[EXERCISE INPUT Boundary: Start]

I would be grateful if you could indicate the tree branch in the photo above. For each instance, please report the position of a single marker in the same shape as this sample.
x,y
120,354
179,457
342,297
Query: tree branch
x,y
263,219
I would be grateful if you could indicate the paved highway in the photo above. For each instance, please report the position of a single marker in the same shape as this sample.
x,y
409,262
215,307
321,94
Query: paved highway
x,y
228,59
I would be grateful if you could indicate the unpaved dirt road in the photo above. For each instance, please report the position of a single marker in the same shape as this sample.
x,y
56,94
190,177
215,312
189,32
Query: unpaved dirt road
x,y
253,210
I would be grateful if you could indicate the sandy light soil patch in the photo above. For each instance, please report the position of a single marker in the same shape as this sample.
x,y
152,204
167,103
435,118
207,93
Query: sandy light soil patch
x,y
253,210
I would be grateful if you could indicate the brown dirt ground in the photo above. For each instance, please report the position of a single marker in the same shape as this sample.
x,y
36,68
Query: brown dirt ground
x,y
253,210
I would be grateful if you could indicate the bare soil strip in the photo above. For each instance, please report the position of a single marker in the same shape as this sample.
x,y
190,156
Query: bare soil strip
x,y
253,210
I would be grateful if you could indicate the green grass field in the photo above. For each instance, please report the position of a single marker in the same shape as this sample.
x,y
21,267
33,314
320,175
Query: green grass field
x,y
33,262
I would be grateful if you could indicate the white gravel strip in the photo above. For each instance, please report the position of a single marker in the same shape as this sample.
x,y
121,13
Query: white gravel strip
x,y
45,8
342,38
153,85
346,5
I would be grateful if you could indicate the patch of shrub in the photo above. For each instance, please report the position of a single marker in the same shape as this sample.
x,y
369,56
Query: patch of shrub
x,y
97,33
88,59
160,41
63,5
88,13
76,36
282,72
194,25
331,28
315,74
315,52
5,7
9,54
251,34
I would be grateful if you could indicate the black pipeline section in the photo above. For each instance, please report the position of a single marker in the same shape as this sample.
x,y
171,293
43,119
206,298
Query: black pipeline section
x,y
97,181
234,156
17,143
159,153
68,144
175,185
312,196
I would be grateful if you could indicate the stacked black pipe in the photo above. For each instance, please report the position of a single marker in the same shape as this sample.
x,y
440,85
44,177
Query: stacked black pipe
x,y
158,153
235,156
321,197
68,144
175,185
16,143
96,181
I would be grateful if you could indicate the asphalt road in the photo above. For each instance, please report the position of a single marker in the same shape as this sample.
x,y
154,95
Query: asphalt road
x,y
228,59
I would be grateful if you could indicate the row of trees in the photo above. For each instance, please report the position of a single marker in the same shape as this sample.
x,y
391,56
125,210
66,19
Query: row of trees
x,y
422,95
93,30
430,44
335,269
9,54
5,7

[EXERCISE INPUT Boundary: End]

WORK TASK
Go through the material above and set each line down verbatim.

OUTPUT
I would be grateful if you could indicate the tree branch in the photo above. For each instance, please report the position of a single marker in the same shape as this sample.
x,y
120,354
179,457
342,297
Query: tree branch
x,y
263,219
I would be grateful if you could indicate the paved highway in the photo above. For each instance, please report the position of a single marker in the same shape as this sample.
x,y
409,262
215,307
321,94
Query: paved highway
x,y
228,59
I would be grateful if you could indicate the unpaved dirt road in the photo above. For each instance, please report the position of a single marker in the same shape as this sample.
x,y
56,94
190,177
215,312
189,32
Query: unpaved dirt road
x,y
253,210
I would be grateful if you could indicate the sandy light soil patch in the photo above. For each instance, please report the position of a single marker in the same shape as this sample.
x,y
152,204
167,103
435,118
207,93
Query: sandy light soil patch
x,y
253,210
I would be grateful if you could indicate the brown dirt ground in the photo above. For each instance, please report the position of a single marker in the same shape as this sample.
x,y
36,68
Query: brown dirt ground
x,y
253,210
I would be grateful if you could indicate the bare soil strip in the photo above. For each instance, please report the position of a single marker in the same shape as this sample.
x,y
190,156
Query: bare soil strip
x,y
253,210
I would be grateful if you could indicate the green grass field in the photo above. For each instance, please report the position of a single marker in the same shape as this sample.
x,y
21,267
33,314
320,175
Query: green grass field
x,y
33,262
I would be grateful if you could indicate the white gravel strip in the photo above. For each instance, please report the position of a single marker in the same shape as this sample.
x,y
121,13
Query: white gravel strip
x,y
45,8
342,38
153,85
346,5
I would be grateful if you could indicate the patch of shrub in the photo above. For each instance, please report the position of a single marker in the same shape as this sample.
x,y
369,56
Query: patch of shrub
x,y
97,33
88,59
160,41
63,5
88,13
76,36
282,72
194,25
331,28
315,74
315,52
5,7
9,54
251,34
I would be grateful if you could indicate the black pipeline section in the photo above. For each instance, please report the position of a single marker in the same shape as this sample.
x,y
171,293
43,119
206,298
Query: black pipeline section
x,y
97,181
234,156
17,143
159,153
68,144
175,185
312,196
I would be grateful if you could indicate the stacked black pipe in the photo above. For each instance, please report the position of a single marker in the same shape as this sample.
x,y
440,85
44,177
Query: stacked black pipe
x,y
158,153
235,156
321,197
68,144
175,185
16,143
96,181
I would be grateful if you could indicate the asphalt road in the photo above. For each instance, please report the position of a single marker in the same shape as this sample.
x,y
154,95
Query: asphalt road
x,y
228,59
I would be grateful if you could indicate the row of trees in the photo above. For each instance, please report the position of a single marker in the same shape as this sample.
x,y
391,56
125,210
66,19
Query: row of trees
x,y
422,95
93,30
430,44
335,269
9,54
5,7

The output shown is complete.